WORK TO COMPLETE — Search the entries below for the line containing "Identify every instance of the orange"; from there to the end, return every line exactly and add nothing.

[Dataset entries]
────────
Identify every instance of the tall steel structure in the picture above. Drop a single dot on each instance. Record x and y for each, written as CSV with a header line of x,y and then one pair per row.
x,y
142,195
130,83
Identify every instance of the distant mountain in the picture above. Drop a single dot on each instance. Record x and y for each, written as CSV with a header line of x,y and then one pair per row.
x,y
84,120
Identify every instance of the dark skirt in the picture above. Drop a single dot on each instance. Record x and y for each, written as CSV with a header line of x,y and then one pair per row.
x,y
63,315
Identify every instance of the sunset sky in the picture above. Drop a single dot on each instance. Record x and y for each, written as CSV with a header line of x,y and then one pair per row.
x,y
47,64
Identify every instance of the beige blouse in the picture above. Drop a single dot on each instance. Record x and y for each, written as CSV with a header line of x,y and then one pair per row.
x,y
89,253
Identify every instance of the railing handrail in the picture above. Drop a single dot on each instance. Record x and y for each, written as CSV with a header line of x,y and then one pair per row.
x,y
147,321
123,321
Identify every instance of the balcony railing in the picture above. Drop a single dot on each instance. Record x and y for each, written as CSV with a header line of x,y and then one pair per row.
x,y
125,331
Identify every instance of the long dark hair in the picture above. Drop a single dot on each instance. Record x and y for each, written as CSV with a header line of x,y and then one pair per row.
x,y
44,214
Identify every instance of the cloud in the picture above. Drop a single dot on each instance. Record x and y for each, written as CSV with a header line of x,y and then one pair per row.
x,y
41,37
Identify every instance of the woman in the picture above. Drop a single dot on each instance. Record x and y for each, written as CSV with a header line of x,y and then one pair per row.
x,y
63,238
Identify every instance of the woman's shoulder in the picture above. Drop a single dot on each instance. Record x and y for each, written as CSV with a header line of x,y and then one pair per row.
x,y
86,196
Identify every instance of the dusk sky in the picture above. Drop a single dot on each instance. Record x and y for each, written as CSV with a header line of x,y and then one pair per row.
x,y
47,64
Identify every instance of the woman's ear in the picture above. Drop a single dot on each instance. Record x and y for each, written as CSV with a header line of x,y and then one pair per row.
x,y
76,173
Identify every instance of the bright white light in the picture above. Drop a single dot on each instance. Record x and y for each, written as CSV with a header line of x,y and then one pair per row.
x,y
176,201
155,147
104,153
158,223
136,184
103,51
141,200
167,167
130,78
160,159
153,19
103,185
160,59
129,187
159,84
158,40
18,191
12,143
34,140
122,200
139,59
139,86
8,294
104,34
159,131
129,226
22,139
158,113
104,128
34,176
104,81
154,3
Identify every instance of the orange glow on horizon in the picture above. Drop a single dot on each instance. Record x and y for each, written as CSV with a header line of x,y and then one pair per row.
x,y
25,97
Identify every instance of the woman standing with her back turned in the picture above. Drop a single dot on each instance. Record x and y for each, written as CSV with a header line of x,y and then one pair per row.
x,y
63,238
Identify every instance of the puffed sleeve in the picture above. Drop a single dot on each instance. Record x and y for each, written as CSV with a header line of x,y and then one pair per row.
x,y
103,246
────────
RESPONSE TO THIS TASK —
Identify every instance of the orange glow on horizon in the picture above. Drop a single dot on each instance. Record x and y for each, written as CSV with a header line of x,y and then one pair per row.
x,y
25,97
Identify every instance of the woman standing with her back turned in the picture above. Drop a single dot on each instance. Record x and y for each, written as CSV with a header line of x,y and then one pair per row.
x,y
63,238
Identify every instance of the puffed sleeve in the picture above. Drop a single dot on each instance. Record x and y for each, written as CSV with a header line of x,y and then one pair per row.
x,y
103,246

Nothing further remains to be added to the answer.